**Source data:**
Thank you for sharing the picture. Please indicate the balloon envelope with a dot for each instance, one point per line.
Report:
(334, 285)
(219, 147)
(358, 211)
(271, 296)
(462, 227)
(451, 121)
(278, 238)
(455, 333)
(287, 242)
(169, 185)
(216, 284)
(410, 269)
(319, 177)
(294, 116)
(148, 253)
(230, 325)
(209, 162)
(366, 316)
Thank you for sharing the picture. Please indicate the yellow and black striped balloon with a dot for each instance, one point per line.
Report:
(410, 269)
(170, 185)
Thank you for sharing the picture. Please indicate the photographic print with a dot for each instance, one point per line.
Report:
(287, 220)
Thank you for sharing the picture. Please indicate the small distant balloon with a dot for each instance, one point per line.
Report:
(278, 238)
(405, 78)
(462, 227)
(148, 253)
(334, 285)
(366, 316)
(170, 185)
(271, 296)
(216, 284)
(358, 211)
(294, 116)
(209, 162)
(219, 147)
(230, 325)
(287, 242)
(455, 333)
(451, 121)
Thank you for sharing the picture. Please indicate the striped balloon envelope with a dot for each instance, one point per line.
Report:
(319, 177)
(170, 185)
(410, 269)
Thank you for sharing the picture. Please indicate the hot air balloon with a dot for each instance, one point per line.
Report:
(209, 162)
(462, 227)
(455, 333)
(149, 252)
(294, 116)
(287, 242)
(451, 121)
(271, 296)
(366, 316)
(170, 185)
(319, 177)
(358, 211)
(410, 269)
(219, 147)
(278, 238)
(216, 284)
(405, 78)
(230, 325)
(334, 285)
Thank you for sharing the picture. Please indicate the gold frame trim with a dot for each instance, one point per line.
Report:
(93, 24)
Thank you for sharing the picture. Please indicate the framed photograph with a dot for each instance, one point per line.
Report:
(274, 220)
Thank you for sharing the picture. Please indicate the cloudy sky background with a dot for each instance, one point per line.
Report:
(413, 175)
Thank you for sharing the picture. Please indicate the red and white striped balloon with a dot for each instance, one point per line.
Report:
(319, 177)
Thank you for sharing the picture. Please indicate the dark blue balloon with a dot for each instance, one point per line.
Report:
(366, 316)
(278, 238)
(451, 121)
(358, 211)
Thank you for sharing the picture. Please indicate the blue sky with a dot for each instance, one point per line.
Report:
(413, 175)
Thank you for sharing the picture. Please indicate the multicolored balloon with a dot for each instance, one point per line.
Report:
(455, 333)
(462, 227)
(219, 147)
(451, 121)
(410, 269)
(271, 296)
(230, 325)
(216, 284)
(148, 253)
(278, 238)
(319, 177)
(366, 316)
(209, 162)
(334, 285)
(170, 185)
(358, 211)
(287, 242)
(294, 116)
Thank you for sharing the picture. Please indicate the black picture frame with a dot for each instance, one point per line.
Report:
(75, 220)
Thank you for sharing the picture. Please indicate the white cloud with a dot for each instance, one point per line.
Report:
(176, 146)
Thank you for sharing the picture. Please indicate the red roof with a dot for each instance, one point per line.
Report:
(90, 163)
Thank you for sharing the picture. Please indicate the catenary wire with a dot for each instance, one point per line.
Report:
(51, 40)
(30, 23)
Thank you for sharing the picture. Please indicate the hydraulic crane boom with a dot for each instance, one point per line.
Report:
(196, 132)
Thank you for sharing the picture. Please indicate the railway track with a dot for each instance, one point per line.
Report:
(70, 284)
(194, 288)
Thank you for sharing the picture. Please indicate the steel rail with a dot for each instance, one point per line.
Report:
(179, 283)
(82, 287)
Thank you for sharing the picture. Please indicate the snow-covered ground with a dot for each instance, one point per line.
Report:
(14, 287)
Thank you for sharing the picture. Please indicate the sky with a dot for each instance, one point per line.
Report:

**What you have to do:**
The data above is to be restated line for line, word for word.

**Answer area:**
Thank you for sharing the picture. Please indicate the balloon envelope with a dot for each instance, one point per line.
Report:
(334, 285)
(219, 147)
(358, 211)
(271, 296)
(462, 227)
(451, 121)
(278, 238)
(455, 333)
(287, 242)
(169, 185)
(216, 284)
(410, 269)
(319, 177)
(294, 116)
(148, 253)
(230, 325)
(209, 162)
(366, 316)
Thank you for sharing the picture. Please indicate the yellow and black striped balloon with a dot for each instance, one point per line.
Report:
(410, 269)
(170, 185)
Thank you for sharing the picture. Please indicate the photographic print with a dot for each instance, one point per line.
Report:
(287, 220)
Thank you for sharing the picture. Please indicate the small distant balloon with a dot for each instance, one point per line.
Report:
(278, 238)
(405, 78)
(462, 227)
(148, 253)
(334, 285)
(366, 316)
(170, 185)
(271, 296)
(216, 284)
(358, 211)
(294, 116)
(209, 162)
(219, 147)
(230, 325)
(287, 242)
(455, 333)
(451, 121)
Thank you for sharing the picture. Please indicate the striped balloon envelope with a dot for each instance, one point per line.
Report:
(319, 177)
(170, 185)
(410, 269)
Thank you for sharing the picture. Please indicate the hot air balloon with a dot for each instance, one point per line.
Report:
(209, 162)
(462, 227)
(455, 333)
(149, 252)
(294, 116)
(287, 242)
(451, 121)
(271, 296)
(366, 316)
(170, 185)
(319, 177)
(358, 211)
(410, 269)
(219, 147)
(278, 238)
(216, 284)
(405, 78)
(230, 325)
(334, 285)
Thank you for sharing the picture. Please indicate the gold frame trim with a dot for each instance, one point per line.
Report:
(93, 24)
Thank you for sharing the picture. Please indicate the framed photograph with a dot for each instance, one point per line.
Report:
(274, 220)
Thank you for sharing the picture. Please indicate the cloudy sky background with a dot for each instance, one point per line.
Report:
(413, 175)
Thank you for sharing the picture. Please indicate the red and white striped balloon with a dot for each instance, one point per line.
Report:
(319, 177)
Thank you for sharing the picture. Please indicate the dark blue balloon with a dot for each instance, one point per line.
Report:
(366, 316)
(278, 238)
(451, 121)
(358, 211)
Thank you for sharing the picture. Please indicate the blue sky with a dot for each instance, one point per line.
Report:
(413, 175)
Thank you for sharing the picture. Please indicate the multicolored balloon with a dot for each instance, one point per line.
Report:
(455, 333)
(462, 227)
(219, 147)
(451, 121)
(410, 269)
(271, 296)
(230, 325)
(216, 284)
(148, 253)
(278, 238)
(319, 177)
(366, 316)
(209, 162)
(334, 285)
(170, 185)
(358, 211)
(287, 242)
(294, 116)
Thank you for sharing the picture. Please indicate the black picture frame with a dot for each instance, one point per line.
Report:
(75, 220)
Thank you for sharing the picture. Please indicate the white cloud with a dot for each instance, one point per line.
Report:
(176, 146)
Thank you for sharing the picture. Please indicate the red roof with a dot for each instance, one point per line.
Report:
(90, 163)
Thank you for sharing the picture. Please indicate the catenary wire with a dot for each instance, one point per line.
Report:
(51, 40)
(30, 23)
Thank you for sharing the picture. Please indicate the hydraulic crane boom with a dot for each instance, one point per line.
Report:
(196, 132)
Thank you for sharing the picture. Please indicate the railway track with a dot for each instance, one point per line.
Report:
(70, 284)
(194, 288)
Thank you for sharing the picture. Please indicate the steel rail with a dot for each instance, one point per line.
Report:
(179, 283)
(82, 287)
Thank you for sharing the picture. Please indicate the snow-covered ground with a dot for each instance, one point per line.
Report:
(14, 287)
Thank you for sharing the picture. Please indicate the sky with a dot for each instance, one point per line.
Report:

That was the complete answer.